SELECTED TEXT:
——

Spanish rhythmic gymnast

Graciela Yanes Ojeda (born 10 September 1965) is retired Spanish rhythmic gymnast and coach. She represented Spain as part of the senior group.

== Biography ==
Yanes took up rhythmic gymnastics at the age of 13 at her high school, initially as a group member. Shortly after, she moved on to train at the Avia Club, training under Nelva Estévez. Then, with Margarita Tomova as her coach, she was chosen to be an individual gymnast, and in December 1983 she won silver in the 2nd category at the Spanish Championships held in Malaga.

In mid 1984 she joined the national rhythmic gymnastics team, there she trained at the Moscardó Gymnasium in Madrid under the orders of Emilia Boneva and the group coach, Ana Roncero. Georgi Neykov was the team's choreographer and Violeta Portaska was the pianist in charge of providing live music for the routines. In November she was part of the Spanish group that won bronze at the European Championship in Vienna. The members of the group were Graciela, Pilar Domenech, Virginia Manzanera, Eva Obalat, Nancy Usero and María Fernández Ostolaza, in addition to Rocío Ducay and Ofelia Rodríguez as substitutes. After this achievement, they were all awarded the Medal of Gymnastic Merit of 1984 from the Royal Spanish Gymnastics Federation that was given to them in 1985 in a ceremony presided over by Alfonso de Borbón y Dampierre, Duke of Cádiz, then president of the COE.

At the 1985 World Championships in Valladolid the group made of Yanes, Pilar Domenech, Eva Obalat, Ofelia Rodríguez, Nancy Usero and María Fernández Ostolaza (in addition to Esther Domínguez, Rocío Ducay, Laura Manzanera and Estela Martín as substitutes), was 7th in the All-Around.

——

Saved entries:
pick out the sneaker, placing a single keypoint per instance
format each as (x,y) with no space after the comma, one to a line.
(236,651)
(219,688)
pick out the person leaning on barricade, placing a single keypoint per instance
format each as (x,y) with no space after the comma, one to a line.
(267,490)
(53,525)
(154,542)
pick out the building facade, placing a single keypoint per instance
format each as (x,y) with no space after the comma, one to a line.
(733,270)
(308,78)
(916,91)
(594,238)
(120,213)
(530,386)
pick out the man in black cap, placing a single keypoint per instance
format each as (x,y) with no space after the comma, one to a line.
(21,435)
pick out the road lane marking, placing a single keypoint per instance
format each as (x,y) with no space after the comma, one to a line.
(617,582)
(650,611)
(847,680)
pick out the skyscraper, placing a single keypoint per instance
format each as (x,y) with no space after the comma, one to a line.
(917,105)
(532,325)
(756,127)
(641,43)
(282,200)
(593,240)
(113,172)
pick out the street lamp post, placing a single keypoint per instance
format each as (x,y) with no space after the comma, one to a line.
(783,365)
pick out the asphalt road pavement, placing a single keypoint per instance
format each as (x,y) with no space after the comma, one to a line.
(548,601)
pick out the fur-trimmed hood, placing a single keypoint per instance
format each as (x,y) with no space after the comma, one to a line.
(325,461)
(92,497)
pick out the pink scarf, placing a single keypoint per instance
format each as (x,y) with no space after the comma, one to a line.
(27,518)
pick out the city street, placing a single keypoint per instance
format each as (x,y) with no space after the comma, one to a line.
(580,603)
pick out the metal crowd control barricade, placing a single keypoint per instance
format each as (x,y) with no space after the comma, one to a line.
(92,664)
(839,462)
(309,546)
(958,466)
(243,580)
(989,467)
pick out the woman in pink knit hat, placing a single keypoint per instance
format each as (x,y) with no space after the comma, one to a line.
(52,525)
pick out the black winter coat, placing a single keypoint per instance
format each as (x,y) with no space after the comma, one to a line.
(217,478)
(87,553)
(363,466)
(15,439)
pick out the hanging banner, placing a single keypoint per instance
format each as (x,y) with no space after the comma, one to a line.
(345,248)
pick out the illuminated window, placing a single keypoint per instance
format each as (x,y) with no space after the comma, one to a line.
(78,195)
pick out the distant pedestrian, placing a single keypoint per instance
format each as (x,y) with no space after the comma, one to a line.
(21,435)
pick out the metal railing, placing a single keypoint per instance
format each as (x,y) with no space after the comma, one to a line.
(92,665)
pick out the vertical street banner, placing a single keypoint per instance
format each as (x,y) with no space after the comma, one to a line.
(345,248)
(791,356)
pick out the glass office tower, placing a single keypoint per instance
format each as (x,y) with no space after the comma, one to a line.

——

EXERCISE REQUIREMENTS:
**A)** In the gymnast biography, how old was Yanes when she took up rhythmic gymnastics?
**B)** Output the stretch of the gymnast biography from "At the 1985" through "in the All-Around.".
**C)** Write the next part of the gymnast biography, picking up after its final sentence.

OUTPUTS FOR THE TASKS:
**A)** She was 13.

**B)**
At the 1985 World Championships in Valladolid the group made of Yanes, Pilar Domenech, Eva Obalat, Ofelia Rodríguez, Nancy Usero and María Fernández Ostolaza (in addition to Esther Domínguez, Rocío Ducay, Laura Manzanera and Estela Martín as substitutes), was 7th in the All-Around.

**C)**
After her retirement she worked as a coach for the USA's national group in the pre-Olympic cycle for Atlanta 1996, before giving the position to a Bulgarian trainer. Later she worked at the Club Odisea Tenerife. As of 2021 she coaches at the Batistana Club, where her daughter Daniela Simancas is a first team gymnast.

== Legacy and influence ==
The bronze medal at the European Championships in Vienna in 1984 was the first for the Spanish group since 1975, and then began a long period of winning international medals. In an interview in 2016, María Fernández Ostolaza highlighted the importance of that medal for Spanish rhythmic gymnastics:

At that time, what we wanted was to overthrow the Eastern countries [...] As the medals were always Russia, Bulgaria and Czechoslovakia, ours was a great milestone and the bronze in the European Championship was indeed a feat for the team . It was the start of something.